[Collection entries]
*** Block opens ***
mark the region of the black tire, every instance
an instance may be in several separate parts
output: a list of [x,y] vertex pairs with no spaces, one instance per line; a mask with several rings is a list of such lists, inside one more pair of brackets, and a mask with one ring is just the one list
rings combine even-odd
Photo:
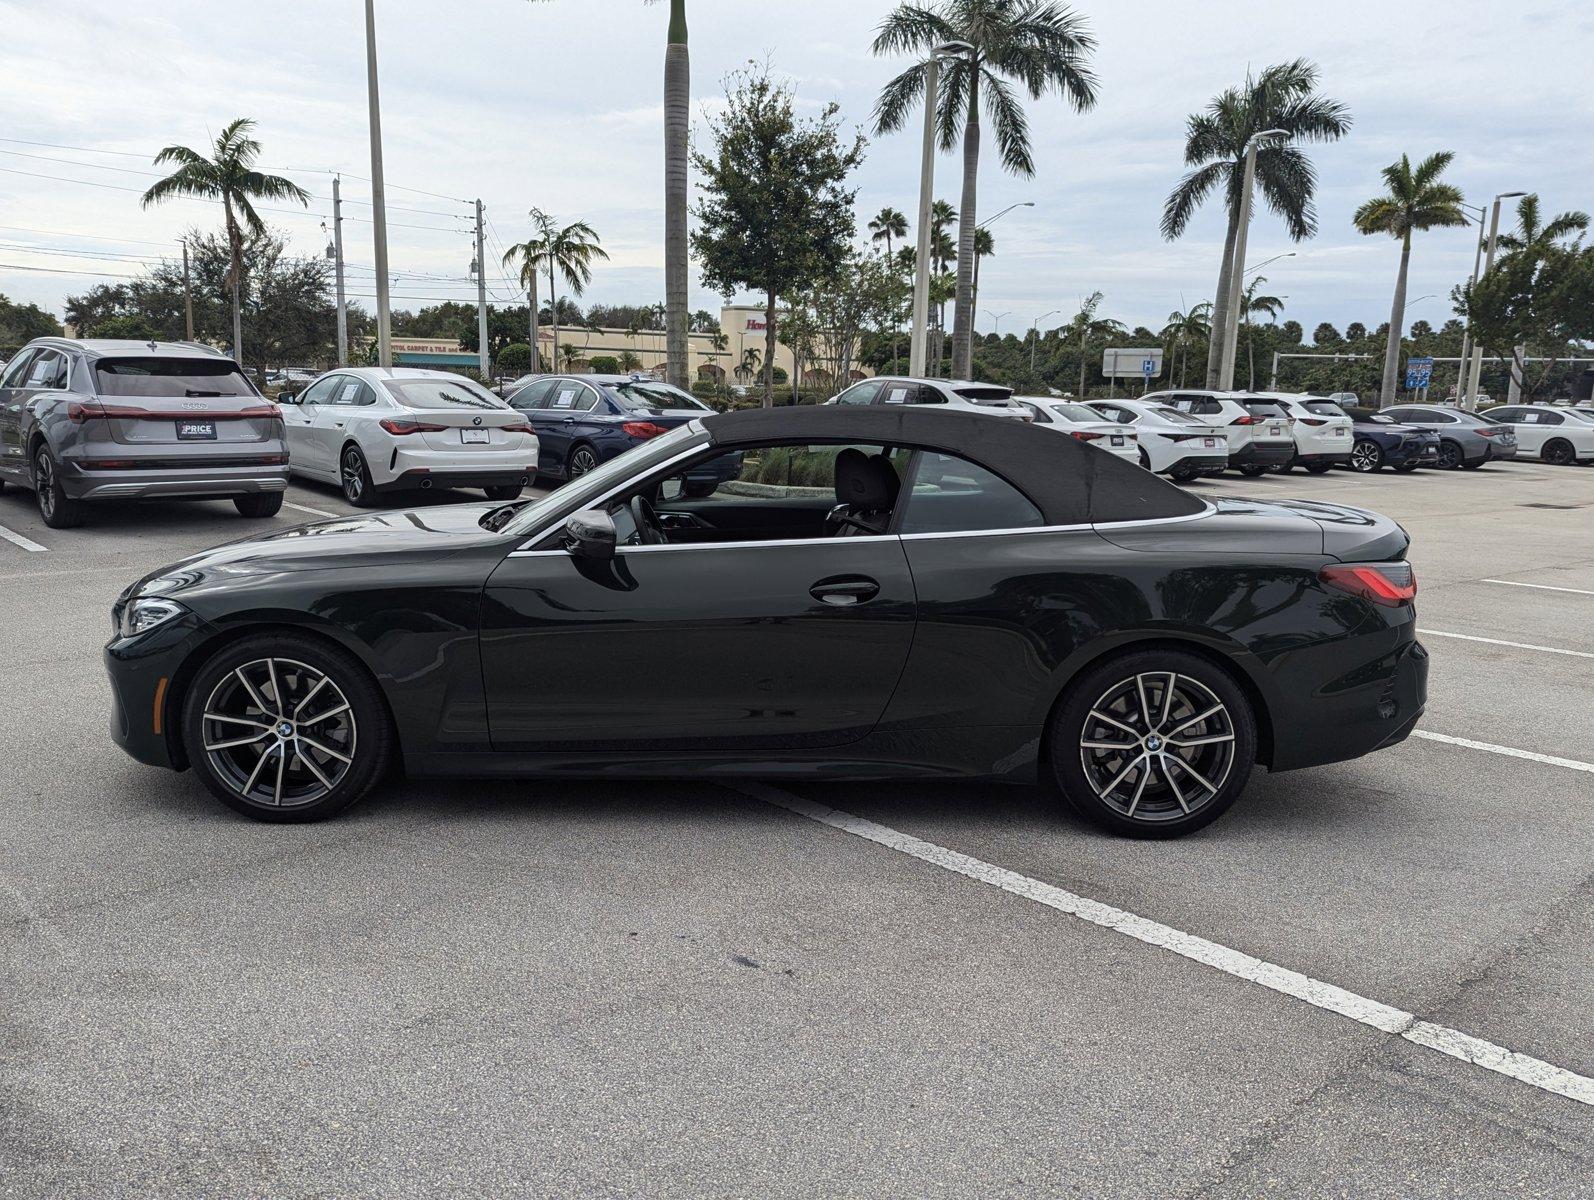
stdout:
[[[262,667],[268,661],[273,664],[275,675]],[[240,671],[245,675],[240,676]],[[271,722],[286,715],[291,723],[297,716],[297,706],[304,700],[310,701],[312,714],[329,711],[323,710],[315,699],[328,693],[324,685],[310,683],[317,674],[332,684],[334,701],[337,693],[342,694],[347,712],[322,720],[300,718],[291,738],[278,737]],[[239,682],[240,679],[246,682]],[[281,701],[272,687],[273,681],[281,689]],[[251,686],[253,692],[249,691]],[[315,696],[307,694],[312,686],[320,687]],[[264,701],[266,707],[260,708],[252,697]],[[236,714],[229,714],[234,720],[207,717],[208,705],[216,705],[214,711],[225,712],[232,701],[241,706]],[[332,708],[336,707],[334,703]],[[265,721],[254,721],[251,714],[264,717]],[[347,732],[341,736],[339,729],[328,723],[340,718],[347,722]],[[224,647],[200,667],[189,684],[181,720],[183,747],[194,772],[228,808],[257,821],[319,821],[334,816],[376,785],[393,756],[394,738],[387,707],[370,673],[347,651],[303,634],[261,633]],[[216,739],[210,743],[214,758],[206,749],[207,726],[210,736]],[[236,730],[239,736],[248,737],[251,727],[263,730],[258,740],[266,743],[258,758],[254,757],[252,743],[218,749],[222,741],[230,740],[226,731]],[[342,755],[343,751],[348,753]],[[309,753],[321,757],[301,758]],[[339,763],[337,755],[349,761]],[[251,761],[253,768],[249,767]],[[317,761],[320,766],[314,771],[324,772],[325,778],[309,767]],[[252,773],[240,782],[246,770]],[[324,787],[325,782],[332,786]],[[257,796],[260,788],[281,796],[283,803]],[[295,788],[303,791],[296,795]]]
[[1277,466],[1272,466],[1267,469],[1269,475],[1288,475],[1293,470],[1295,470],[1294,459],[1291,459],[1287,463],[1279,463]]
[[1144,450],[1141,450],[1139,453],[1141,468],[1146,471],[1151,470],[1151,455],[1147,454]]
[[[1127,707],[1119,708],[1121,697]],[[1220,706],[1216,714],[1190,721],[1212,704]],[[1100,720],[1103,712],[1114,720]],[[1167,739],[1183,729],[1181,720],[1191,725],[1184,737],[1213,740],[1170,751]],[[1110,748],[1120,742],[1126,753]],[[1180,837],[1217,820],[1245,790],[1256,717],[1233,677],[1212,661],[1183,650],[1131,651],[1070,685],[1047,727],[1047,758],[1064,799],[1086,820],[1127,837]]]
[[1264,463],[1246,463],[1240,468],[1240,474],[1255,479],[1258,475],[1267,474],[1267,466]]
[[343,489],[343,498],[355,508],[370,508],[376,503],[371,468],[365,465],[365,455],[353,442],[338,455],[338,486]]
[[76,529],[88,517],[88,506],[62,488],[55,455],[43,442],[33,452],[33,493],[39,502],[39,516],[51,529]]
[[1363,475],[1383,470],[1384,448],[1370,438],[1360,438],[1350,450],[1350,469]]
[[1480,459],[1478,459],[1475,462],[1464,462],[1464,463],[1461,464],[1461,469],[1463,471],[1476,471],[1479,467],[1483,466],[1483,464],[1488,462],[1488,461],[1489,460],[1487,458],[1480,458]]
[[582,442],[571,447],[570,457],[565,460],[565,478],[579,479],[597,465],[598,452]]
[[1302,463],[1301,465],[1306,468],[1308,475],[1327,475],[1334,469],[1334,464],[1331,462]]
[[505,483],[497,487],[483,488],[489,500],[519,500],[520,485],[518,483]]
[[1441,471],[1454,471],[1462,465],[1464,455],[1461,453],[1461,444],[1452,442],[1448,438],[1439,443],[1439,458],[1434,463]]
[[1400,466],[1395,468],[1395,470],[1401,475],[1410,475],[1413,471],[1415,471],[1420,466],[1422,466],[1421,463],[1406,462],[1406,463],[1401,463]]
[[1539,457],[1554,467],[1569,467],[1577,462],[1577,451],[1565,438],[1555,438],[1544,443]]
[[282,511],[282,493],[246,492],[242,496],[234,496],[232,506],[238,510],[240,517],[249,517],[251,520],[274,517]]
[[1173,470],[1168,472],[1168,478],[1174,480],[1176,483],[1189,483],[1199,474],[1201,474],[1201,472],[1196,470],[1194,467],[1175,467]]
*** Block closes ***
*** Block opens ***
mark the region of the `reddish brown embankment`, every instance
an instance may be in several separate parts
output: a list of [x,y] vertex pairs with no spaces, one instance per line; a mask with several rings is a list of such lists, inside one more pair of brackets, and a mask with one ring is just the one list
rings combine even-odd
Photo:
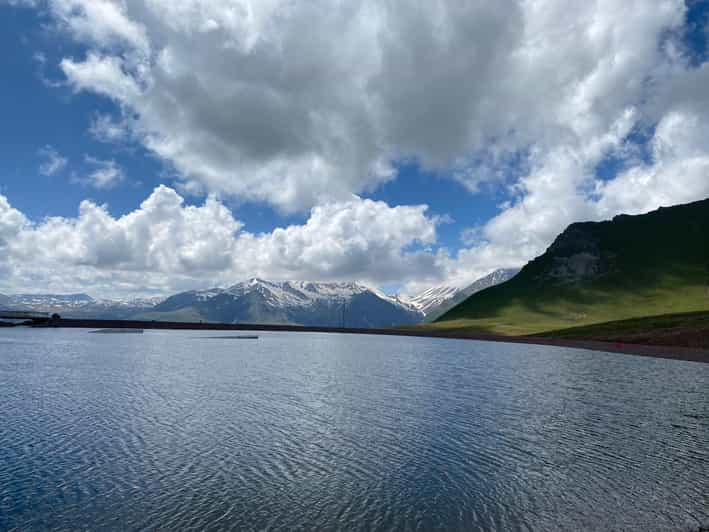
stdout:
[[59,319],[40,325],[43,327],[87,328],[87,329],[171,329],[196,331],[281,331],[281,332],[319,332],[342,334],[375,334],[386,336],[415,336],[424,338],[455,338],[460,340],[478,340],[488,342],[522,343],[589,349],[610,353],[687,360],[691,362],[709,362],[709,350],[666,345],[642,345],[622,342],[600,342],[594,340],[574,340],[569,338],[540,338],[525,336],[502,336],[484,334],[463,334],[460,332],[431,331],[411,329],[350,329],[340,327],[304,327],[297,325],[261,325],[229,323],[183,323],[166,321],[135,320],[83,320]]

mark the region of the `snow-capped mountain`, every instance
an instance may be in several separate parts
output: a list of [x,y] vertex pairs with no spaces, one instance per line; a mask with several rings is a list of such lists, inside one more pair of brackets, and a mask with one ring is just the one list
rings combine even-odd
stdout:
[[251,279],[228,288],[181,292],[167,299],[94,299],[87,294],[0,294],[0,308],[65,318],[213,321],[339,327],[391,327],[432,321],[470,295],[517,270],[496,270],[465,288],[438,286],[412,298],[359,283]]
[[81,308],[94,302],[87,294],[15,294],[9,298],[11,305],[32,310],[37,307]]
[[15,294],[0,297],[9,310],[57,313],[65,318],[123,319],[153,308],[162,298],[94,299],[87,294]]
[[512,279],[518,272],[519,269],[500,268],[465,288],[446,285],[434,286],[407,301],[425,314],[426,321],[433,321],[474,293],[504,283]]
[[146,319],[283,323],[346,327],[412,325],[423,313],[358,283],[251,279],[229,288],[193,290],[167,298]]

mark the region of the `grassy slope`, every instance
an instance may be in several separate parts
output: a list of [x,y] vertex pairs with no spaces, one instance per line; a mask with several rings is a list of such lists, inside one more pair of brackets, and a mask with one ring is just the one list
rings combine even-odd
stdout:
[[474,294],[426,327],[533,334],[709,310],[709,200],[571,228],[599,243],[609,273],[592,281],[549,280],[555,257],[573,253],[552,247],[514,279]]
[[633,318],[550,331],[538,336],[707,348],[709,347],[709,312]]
*** Block closes ***
▸ **TASK ITEM**: Show every line from the entries that includes the word "mark".

▸ **RESULT**:
mark the region of the black tire, every instance
mark the region of the `reddish brown embankment`, every instance
mark the region of the `snow-capped mountain`, every instance
mark the region of the `grassy slope`, every instance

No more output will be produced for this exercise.